> [OBJECTIVES]:
**a.** Answer these questions about the forum thread on ice conditions:
(i) What was the thinnest ice found in the drilled holes?
(ii) What could everyone hear as the ice kept freezing?
(iii) In Reellucky's post, in which direction from the pack was the writer?
**b.** Write the next part of the forum thread on ice conditions, picking up after its last line.

> [TEXT SECTION]:
I didn't say it was "safe" but, I did say the ice condtions were good- and they were good. I did recommend to stay on the trail too. It's only your 2nd post and your the attack. If your going to write post as such it's in your best interest to gain some credibility first. I drilled holes everywhere including on the way out and the least I saw was 8 inches. It was making ice yesterday too. We all could hear it popping as it was continually freezing. On the other hand maybe that wasn't the ice growing......it could of been the ice cracking under your wheels.

Tom Franjesh


----------



## Reellucky (May 30, 2008)

Cleo- Do your own research then. We all know to take reports with a grain of salt, or are you new???? He stated-- don't hesitate if your looking to go, JUST STAY ON THE TRAIL!!!!!! 

Your report was- How much ice is there when 3 hits with a spud go (THUR)
or when 4 tires have cracks around them. I was EAST of the PACK!!!! Who mentioned good ice EAST of the pack???

All reports that have come from good sources are saying the same thing!!!
Use the path that has been started (OR) check as you go!!!!!!

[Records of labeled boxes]

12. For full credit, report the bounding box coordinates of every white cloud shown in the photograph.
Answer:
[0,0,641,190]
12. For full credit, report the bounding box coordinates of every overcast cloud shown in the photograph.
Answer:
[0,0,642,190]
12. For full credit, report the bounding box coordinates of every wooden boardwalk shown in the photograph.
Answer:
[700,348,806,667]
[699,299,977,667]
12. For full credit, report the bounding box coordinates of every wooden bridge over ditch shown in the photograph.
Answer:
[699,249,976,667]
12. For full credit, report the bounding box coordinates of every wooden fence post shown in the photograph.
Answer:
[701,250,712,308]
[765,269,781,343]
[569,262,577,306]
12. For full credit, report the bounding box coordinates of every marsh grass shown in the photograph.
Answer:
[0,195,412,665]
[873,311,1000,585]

--

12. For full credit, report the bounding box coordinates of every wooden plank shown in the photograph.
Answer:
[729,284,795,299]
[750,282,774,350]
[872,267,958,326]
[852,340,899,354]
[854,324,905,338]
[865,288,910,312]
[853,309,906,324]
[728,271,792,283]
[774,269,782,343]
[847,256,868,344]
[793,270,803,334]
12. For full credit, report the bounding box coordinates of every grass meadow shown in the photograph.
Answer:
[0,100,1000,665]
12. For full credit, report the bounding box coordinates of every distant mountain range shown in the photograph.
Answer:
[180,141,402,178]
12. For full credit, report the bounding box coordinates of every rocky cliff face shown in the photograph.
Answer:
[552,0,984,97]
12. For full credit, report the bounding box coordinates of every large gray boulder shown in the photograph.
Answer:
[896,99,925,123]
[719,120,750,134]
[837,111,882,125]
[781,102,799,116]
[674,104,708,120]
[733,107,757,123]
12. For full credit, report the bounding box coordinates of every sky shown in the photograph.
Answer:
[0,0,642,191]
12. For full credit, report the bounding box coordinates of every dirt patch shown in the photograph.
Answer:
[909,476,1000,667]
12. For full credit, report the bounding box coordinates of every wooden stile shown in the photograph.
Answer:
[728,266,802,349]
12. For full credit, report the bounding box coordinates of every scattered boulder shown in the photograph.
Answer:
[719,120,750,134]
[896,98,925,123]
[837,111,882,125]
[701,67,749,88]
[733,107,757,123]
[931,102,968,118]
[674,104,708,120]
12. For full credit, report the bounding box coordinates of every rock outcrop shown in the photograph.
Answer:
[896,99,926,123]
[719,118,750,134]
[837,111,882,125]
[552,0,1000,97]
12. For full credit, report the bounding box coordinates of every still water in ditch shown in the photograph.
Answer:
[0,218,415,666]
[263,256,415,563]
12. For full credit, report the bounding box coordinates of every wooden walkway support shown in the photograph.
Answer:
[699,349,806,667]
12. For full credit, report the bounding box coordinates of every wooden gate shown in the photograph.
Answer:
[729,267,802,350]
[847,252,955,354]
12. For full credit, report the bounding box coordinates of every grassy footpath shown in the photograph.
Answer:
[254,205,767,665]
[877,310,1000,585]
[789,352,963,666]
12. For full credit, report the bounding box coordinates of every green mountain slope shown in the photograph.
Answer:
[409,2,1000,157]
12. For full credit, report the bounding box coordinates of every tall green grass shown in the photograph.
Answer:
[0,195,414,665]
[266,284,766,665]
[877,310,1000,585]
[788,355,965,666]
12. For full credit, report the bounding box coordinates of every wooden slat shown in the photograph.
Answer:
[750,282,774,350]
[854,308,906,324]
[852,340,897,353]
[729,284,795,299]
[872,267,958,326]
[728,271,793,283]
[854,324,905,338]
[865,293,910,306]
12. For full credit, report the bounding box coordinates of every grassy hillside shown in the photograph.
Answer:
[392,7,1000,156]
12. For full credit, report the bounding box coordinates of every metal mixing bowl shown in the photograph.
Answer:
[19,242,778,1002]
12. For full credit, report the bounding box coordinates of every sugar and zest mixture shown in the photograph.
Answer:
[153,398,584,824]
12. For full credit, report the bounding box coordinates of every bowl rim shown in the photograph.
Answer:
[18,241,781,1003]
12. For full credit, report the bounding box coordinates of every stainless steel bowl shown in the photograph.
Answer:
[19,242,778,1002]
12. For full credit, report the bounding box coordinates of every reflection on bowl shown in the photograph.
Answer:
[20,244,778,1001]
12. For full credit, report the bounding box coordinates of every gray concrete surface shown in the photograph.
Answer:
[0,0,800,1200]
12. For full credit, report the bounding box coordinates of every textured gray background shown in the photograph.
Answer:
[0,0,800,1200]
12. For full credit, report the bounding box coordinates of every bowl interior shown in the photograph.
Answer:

--

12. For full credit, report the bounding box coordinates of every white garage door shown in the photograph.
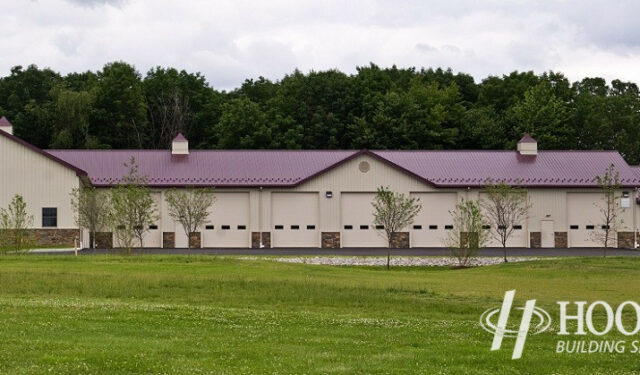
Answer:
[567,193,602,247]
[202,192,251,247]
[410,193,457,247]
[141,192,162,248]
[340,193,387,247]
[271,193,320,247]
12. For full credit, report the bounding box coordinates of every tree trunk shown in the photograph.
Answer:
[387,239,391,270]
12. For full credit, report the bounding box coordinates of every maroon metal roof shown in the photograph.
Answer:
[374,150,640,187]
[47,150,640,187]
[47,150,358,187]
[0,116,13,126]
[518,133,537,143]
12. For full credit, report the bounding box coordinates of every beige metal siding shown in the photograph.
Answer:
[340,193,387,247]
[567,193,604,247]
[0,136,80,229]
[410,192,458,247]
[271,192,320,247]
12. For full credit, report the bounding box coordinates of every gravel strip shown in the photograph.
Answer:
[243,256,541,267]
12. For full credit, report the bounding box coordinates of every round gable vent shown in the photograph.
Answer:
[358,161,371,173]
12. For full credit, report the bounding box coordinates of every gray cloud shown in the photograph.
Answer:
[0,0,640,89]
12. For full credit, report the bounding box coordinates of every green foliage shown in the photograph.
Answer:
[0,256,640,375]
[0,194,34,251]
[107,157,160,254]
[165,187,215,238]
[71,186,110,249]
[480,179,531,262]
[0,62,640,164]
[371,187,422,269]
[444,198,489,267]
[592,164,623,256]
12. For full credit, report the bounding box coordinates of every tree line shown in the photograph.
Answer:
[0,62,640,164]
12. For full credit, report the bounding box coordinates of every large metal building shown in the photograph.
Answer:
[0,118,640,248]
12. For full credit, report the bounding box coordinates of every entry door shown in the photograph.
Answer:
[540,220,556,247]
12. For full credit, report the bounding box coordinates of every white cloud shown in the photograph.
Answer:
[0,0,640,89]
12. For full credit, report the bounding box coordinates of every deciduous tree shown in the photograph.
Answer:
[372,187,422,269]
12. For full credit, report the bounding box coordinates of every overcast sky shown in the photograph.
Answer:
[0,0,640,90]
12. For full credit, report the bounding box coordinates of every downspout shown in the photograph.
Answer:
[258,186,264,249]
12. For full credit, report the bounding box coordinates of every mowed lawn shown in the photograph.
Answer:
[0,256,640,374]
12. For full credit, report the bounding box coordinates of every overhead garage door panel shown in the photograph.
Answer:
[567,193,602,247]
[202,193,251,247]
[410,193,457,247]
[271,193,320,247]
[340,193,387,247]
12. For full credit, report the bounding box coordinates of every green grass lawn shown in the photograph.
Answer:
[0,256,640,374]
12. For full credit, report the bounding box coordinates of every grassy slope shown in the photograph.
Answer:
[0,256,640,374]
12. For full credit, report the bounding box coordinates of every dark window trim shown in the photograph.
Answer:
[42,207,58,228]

> [ANSWER LIST]:
**a.**
(i) 8 inches
(ii) The ice popping
(iii) East

**b.**
Just because you had your spud go (thur) obviously means you were in a place that wasn't as good... Thanks- 

If your East of the PACK, then be careful, I heard of a report that a spud went through after 3 hits, and the quad had some cracking around it! Be safe, it's early yet, so use caution. NOT EVERYWHERE IS SAFE...which is usually the case everyday on the ICE!!!!!!!!!!!!!


----------



## matt m (Jan 14, 2009)

I was out Sunday. The spot that we fished was north of the "squeeze" and east of the large groups of shanties (for those of you who were out there).
We had roughly 8" of good clear ice and about 1-2" of white ice on top where we were. We tied off and cautiously headed our way out with only some slushy spots. We did not drill any holes untill we arrived were we wanted to fish.
The fishing was pretty exciting early in the day and slowwed towards lunch time. I packed up at 12:30 and hauled in with 17 good eaters and 1 :B between our 6 man group. We had some missed hits and lost a couple on the way up, but it was a great first out!!

By the way this is my first post, so, Hello To All!!

Matt.


----------



## Papascott (Apr 22, 2004)

Cleo, I can see your point. There are alot of people that do not know enough to stay out of trouble when on Erie. That is one of the biggest reasons why I do not post fishing reports on the World WIDE Web. However the way you post, in all 2 of them, you come across as a know it all that not alot of people might like. If you want to get your point across, a little suger will keep attention alot better than all vinigar.

Everyone needs to remember ERIE ICE IS NEVER SAFE!!! If you have no experiance on Erie hire a guide for a trip or two or go with guys who know what they are doing.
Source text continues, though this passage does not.